◆ GIVEN INSTRUCTION 1: Count the lines in the listing that contain the string "blurred" and give only that number.

= Wee Sing =

American songbook series

Wee Sing is a songbook series created by Pamela Conn Beall and Susan Hagen Nipp and published by Price Stern Sloan. It would also inspire a series of children's CDs, cassettes, coloring books, toys, videos, and apps. The videos were shot in Portland, Oregon.

==Home Videos==
===Wee Sing Together (1985)===
Sally gets a surprise when her two favorite stuffed animals, Melody Mouse with lavender pink-colored body (dressed up as a purple and white ballerina) and Hum Bear with tan-colored body magically come to life and take her, along with her brother Jonathan and their dog Bingo to the magical Wee Sing Park for Sally's birthday party, where they meet a marching band. They sing and dance and learn how to conquer their fears when a storm hits.

====Songs====
1. "The More Wee Sing Together"
2. "Skidamarink"
3. "Head and Shoulders"
4. "The Finger Band"
5. "Walking Walking"
6. "Rickety Tickety"
7. "Little Peter Rabbit"
8. "I'm a Little Teapot"
9. "The Alphabet Song"
10. "B-I-N-G-O"
11. "Sally's Wearing a Red Dress"
12. "Old MacDonald Had a Farm"
13. "Looby Loo"
14. Medley: "Rain, Rain, Go Away"/"There is Thunder"
15. "Eensy Weensy Spider"

◆ SUPPLIED MATERIAL:
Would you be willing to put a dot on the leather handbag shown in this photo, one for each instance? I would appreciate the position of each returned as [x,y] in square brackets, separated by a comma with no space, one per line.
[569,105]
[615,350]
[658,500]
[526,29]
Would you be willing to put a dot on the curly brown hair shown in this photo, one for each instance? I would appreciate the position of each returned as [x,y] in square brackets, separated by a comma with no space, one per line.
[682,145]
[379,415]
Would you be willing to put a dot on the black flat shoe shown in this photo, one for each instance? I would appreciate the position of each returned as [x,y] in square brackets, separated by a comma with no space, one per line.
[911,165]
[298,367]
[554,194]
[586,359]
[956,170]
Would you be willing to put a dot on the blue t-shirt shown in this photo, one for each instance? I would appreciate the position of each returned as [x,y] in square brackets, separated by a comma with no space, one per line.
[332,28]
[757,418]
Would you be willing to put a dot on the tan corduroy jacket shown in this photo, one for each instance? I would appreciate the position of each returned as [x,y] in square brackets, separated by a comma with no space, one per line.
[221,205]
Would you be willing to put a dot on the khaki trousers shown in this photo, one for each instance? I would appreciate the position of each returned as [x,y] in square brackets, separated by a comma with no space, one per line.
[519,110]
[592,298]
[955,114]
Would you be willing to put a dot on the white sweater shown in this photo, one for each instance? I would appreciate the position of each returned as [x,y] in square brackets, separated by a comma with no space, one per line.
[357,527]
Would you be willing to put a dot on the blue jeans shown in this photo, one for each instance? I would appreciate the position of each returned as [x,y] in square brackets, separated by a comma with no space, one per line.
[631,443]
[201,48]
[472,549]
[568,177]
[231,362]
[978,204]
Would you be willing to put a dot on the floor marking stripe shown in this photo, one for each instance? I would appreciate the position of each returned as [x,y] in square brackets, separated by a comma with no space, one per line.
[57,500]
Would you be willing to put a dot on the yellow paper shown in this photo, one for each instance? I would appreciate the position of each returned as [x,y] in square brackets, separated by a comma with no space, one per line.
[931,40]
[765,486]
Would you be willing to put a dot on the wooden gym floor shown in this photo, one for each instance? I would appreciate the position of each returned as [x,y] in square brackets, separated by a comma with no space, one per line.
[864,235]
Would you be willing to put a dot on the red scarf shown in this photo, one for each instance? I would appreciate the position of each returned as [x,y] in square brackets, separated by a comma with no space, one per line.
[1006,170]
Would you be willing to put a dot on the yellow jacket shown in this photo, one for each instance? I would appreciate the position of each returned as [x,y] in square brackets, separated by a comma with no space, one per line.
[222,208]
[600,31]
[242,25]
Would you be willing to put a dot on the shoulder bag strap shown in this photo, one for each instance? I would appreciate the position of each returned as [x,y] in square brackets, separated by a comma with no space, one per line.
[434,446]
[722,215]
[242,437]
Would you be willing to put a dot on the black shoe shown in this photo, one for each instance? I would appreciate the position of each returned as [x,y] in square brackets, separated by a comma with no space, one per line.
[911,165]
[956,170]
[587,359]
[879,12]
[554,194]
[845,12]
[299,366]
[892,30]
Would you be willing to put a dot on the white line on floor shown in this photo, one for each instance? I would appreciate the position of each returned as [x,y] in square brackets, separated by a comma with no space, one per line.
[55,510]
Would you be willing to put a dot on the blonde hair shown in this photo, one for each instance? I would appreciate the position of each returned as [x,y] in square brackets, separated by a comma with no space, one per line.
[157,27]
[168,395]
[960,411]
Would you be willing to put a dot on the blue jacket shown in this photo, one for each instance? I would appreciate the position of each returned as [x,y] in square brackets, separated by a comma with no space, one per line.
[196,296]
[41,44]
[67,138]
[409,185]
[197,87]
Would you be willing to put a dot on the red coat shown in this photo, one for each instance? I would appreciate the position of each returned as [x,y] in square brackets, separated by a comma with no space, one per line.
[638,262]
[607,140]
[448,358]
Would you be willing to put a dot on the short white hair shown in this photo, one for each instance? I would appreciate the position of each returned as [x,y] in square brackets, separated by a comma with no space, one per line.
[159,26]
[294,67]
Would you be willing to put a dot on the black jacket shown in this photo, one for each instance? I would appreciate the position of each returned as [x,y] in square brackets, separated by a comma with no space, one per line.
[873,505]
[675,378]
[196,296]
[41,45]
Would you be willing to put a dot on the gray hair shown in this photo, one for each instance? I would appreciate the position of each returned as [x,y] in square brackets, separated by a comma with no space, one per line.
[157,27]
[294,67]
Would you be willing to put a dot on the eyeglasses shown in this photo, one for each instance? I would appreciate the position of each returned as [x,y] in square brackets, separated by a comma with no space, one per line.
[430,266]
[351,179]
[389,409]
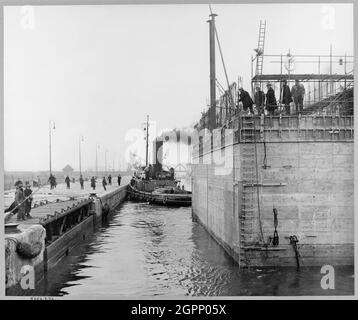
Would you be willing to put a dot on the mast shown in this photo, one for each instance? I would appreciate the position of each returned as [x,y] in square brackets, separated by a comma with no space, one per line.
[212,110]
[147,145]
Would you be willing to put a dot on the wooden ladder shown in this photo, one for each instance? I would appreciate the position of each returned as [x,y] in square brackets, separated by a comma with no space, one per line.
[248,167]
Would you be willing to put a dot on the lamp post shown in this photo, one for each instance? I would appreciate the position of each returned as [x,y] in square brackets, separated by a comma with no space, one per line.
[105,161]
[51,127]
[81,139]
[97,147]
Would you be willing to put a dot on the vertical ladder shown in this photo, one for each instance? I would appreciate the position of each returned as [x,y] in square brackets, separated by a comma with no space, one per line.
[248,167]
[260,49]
---
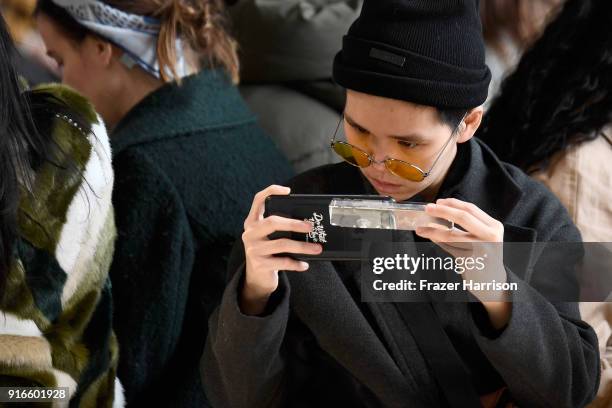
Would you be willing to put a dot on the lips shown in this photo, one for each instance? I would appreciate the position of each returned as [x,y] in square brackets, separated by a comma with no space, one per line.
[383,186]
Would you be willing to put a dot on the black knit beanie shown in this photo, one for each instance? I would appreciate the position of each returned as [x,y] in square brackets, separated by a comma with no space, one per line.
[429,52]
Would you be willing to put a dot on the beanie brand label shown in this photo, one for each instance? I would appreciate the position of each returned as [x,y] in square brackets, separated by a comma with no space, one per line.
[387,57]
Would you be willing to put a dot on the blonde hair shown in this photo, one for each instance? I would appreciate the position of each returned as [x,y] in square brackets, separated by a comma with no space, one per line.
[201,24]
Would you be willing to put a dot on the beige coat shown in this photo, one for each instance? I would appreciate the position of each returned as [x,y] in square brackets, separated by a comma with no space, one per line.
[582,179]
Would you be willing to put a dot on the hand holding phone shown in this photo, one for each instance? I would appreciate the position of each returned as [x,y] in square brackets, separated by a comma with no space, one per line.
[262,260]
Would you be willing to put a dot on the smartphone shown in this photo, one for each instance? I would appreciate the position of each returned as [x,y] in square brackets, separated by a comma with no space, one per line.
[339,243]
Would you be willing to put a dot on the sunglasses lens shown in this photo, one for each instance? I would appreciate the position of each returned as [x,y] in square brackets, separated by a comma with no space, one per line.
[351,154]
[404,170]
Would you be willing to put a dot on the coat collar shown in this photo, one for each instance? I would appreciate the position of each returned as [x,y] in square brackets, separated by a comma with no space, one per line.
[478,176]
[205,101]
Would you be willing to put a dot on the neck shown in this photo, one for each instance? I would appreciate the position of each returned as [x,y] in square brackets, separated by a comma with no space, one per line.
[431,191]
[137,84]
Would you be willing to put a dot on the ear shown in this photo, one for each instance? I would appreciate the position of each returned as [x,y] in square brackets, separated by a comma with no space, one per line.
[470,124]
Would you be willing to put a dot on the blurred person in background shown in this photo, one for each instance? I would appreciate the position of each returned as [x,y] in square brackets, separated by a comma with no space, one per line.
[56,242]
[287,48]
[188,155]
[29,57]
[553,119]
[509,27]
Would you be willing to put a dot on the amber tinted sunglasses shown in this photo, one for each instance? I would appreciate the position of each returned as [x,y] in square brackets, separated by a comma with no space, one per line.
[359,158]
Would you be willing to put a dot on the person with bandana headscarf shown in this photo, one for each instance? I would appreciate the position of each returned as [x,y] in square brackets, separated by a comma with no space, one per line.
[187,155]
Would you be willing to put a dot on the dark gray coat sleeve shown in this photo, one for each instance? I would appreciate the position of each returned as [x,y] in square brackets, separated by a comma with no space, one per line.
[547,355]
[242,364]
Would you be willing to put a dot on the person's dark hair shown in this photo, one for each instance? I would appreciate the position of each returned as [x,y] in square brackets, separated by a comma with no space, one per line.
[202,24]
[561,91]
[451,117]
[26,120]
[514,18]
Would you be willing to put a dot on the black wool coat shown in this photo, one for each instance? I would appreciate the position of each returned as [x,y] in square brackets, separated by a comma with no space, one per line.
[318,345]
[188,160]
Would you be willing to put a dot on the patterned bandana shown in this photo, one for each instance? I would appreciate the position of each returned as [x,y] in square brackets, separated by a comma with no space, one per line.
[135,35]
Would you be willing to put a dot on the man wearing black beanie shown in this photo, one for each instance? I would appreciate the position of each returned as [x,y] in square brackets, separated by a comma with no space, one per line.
* * *
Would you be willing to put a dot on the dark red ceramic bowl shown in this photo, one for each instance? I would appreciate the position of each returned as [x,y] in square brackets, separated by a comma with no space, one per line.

◆ GIVEN INSTRUCTION 2: Translate this sentence from the Wee Sing text above into French: "They sing and dance and learn how to conquer their fears when a storm hits."

◆ FINISHED ANSWER 1: 1

◆ FINISHED ANSWER 2: Ils chantent et dansent, et apprennent à surmonter leurs peurs quand un orage éclate.